__Short problem__
Output each entry exactly; skip nothing.

[Collected data]

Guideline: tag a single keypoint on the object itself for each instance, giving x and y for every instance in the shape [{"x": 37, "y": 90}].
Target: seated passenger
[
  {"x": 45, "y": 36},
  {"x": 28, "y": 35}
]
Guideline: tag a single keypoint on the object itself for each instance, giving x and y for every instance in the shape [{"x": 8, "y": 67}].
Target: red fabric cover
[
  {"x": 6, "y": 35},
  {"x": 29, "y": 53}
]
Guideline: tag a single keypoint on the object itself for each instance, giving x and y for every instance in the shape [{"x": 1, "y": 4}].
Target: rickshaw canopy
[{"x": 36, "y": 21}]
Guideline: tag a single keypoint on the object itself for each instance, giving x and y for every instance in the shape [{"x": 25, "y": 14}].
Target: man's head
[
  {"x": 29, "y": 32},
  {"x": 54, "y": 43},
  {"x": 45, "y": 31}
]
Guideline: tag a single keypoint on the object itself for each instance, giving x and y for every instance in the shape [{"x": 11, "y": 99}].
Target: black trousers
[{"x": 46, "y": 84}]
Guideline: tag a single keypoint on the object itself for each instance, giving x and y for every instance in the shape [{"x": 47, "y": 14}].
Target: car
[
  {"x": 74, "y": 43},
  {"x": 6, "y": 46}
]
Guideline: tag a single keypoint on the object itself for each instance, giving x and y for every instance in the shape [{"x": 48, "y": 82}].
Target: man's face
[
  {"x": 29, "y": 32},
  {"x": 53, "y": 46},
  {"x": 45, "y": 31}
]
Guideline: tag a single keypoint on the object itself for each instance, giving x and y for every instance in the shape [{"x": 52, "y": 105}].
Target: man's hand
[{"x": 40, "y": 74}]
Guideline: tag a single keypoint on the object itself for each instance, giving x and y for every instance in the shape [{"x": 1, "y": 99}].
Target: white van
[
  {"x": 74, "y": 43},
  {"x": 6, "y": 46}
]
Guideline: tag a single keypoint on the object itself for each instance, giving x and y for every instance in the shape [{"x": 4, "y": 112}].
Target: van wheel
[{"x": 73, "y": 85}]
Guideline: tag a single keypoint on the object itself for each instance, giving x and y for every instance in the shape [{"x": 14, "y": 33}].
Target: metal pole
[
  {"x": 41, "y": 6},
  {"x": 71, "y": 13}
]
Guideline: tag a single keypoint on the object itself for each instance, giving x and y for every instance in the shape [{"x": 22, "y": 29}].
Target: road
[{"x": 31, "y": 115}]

__Solution for this exercise__
Guideline: tag a single keypoint on the object itself for each instance, giving x and y for every instance in the shape [{"x": 37, "y": 90}].
Target: seated passenger
[
  {"x": 45, "y": 36},
  {"x": 28, "y": 35}
]
Guideline: tag a single keypoint on the object itself for each instance, giving x and y for every instance in the shape [{"x": 8, "y": 67}].
Target: red fabric cover
[
  {"x": 6, "y": 35},
  {"x": 29, "y": 53}
]
Guideline: tag a single keypoint on the object itself for each instance, giving x and y for every instance in the shape [{"x": 1, "y": 4}].
Target: rickshaw canopy
[{"x": 36, "y": 21}]
Guideline: tag a single keypoint on the object itself for each instance, giving x and y for every instance in the shape [{"x": 25, "y": 14}].
Target: man's head
[
  {"x": 29, "y": 32},
  {"x": 54, "y": 43},
  {"x": 45, "y": 31}
]
Guideline: tag a single keypoint on the object itself for each instance, giving x and y for every instance in the shape [{"x": 11, "y": 99}].
Target: black trousers
[{"x": 46, "y": 84}]
Guideline: tag a single keypoint on the object itself for each instance, giving x and y for every instance in the shape [{"x": 47, "y": 14}].
Target: car
[
  {"x": 74, "y": 43},
  {"x": 6, "y": 46}
]
Guideline: tag a single keypoint on the object itself for each instance, giving x and y for every instance in the shape [{"x": 48, "y": 82}].
Target: man's face
[
  {"x": 29, "y": 32},
  {"x": 53, "y": 46},
  {"x": 45, "y": 31}
]
Guideline: tag a single keypoint on the object itself for each instance, giving x and y for every instance in the shape [{"x": 52, "y": 105}].
Target: man's hand
[{"x": 40, "y": 74}]
Guideline: tag a single keypoint on the object itself for each instance, giving x and y for every instance in the shape [{"x": 1, "y": 99}].
Target: white van
[
  {"x": 74, "y": 43},
  {"x": 6, "y": 46}
]
Guideline: tag a single keypoint on the object itself for each instance, giving x and y for every instance in the shape [{"x": 4, "y": 112}].
Target: van wheel
[{"x": 73, "y": 85}]
Guideline: tag a single keypoint on the object itself for each instance, giving x and y for every instance in the shape [{"x": 14, "y": 33}].
Target: metal pole
[
  {"x": 41, "y": 6},
  {"x": 71, "y": 13}
]
Guideline: tag a single keypoint on the object itself for each instance, giving x and y for every instance in the shape [{"x": 22, "y": 29}].
Target: road
[{"x": 31, "y": 115}]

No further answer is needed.